*Record excerpts*.
-=-=-=-=-

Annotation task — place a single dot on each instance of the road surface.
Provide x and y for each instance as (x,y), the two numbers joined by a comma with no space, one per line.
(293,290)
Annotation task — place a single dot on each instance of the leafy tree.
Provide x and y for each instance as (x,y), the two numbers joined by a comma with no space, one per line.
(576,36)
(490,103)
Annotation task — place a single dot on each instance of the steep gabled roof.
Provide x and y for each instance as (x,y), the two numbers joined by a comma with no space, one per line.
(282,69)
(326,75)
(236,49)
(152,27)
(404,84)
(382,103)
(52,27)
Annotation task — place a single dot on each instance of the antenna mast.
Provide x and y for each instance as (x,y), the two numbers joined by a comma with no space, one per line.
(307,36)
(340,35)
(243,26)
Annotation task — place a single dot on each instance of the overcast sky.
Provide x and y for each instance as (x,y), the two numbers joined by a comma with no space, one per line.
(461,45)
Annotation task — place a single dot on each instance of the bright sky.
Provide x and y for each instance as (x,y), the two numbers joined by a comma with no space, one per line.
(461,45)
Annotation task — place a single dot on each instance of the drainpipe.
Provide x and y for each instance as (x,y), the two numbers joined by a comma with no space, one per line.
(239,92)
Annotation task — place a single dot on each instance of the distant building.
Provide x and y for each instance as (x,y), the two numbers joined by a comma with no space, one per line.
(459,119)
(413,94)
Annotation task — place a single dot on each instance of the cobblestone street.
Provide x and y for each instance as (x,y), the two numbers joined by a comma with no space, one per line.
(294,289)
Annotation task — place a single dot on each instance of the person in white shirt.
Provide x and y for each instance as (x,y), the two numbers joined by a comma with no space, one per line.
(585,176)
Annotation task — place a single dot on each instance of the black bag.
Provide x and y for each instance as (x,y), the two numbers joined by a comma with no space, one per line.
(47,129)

-=-=-=-=-

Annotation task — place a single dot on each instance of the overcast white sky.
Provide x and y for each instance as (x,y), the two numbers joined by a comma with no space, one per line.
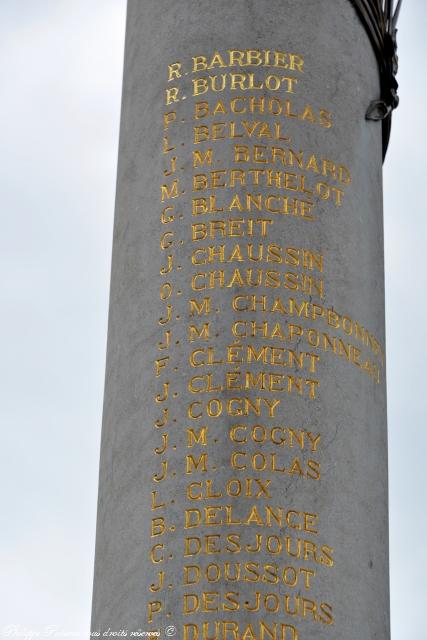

-=-=-=-=-

*Required work*.
Nothing but a number is expected here: say how many lines in the material hold "overcast".

*Exercise output*.
2